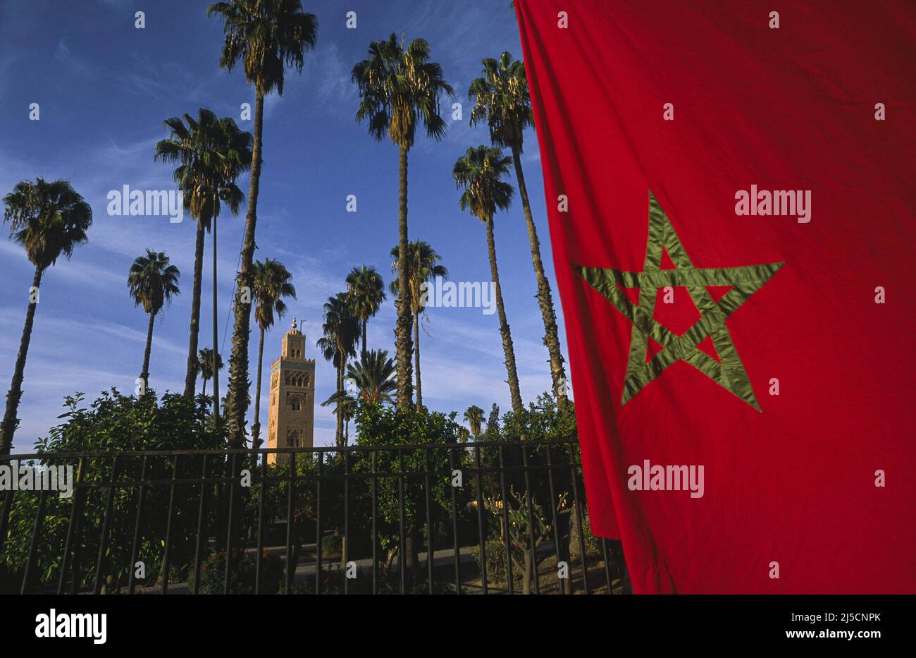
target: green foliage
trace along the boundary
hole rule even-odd
[[[458,423],[438,411],[398,410],[378,404],[361,404],[356,411],[357,445],[457,445],[458,429]],[[376,453],[376,473],[379,474],[377,509],[383,549],[397,545],[399,537],[398,474],[400,472],[431,473],[429,493],[432,521],[451,518],[451,473],[453,467],[462,467],[466,453],[456,448],[452,458],[453,464],[449,462],[448,451],[441,449],[426,451],[414,448]],[[368,453],[358,453],[353,459],[354,472],[372,472],[372,457]],[[400,478],[400,483],[404,522],[409,532],[411,529],[417,530],[427,522],[426,478],[412,475]],[[365,500],[365,503],[371,503],[371,499]]]
[[[60,416],[63,422],[51,428],[49,435],[39,439],[35,452],[42,455],[39,463],[57,466],[72,466],[74,477],[79,477],[79,464],[68,457],[56,456],[71,452],[119,452],[125,450],[177,450],[215,449],[225,446],[224,437],[213,433],[208,422],[206,399],[185,398],[182,395],[166,394],[157,400],[155,391],[147,390],[142,400],[127,397],[112,389],[102,394],[88,407],[82,406],[83,395],[68,397],[66,411]],[[114,481],[126,484],[139,479],[143,459],[119,457],[116,462]],[[82,480],[87,484],[110,482],[113,477],[111,456],[86,457],[82,462]],[[179,478],[197,477],[202,473],[202,461],[185,458],[180,460],[175,473]],[[168,481],[172,477],[173,459],[166,456],[149,457],[147,462],[147,478]],[[213,476],[224,467],[213,460],[208,475]],[[143,527],[137,546],[136,559],[145,564],[146,583],[151,584],[158,577],[162,562],[165,527],[169,510],[170,488],[156,485],[146,488]],[[172,516],[172,542],[169,559],[172,565],[184,568],[192,559],[196,537],[197,511],[200,488],[186,486],[177,489]],[[126,583],[130,550],[136,521],[139,488],[121,486],[114,488],[112,515],[108,522],[107,550],[103,556],[103,569],[106,576],[105,589],[110,591]],[[82,521],[75,533],[75,545],[80,554],[81,584],[93,582],[95,576],[96,557],[106,509],[107,489],[82,488],[71,498],[61,498],[56,493],[47,497],[40,542],[37,547],[36,564],[39,572],[34,587],[56,584],[60,576],[66,543],[70,517],[74,504],[81,509]],[[20,491],[13,499],[10,510],[9,530],[5,537],[0,565],[16,582],[21,578],[28,554],[32,528],[38,512],[39,494]],[[213,519],[208,517],[209,524]],[[142,583],[141,583],[142,584]],[[4,588],[11,587],[5,584]]]
[[[487,539],[484,543],[484,551],[486,554],[487,585],[505,583],[507,574],[506,570],[506,546],[498,539]],[[474,554],[474,559],[477,561],[477,568],[483,571],[480,545],[474,545],[471,552]],[[518,571],[512,574],[513,579],[518,579],[519,576]]]
[[[255,555],[239,550],[233,550],[232,568],[229,584],[234,594],[254,594],[255,575],[257,562]],[[225,587],[225,552],[211,552],[201,562],[200,594],[223,594]],[[261,594],[279,594],[281,592],[285,567],[283,561],[265,550],[261,554]],[[193,565],[188,569],[188,591],[194,591]]]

JOB>
Please change "boundary" to "outer edge" in the data from its first line up to and including the line with "hole rule even-odd", leaving everything else unchanged. Give only those lines and leave the pictures out.

ANSWER TO THE PROBLEM>
target: green foliage
trace along the outer edge
hole rule even-odd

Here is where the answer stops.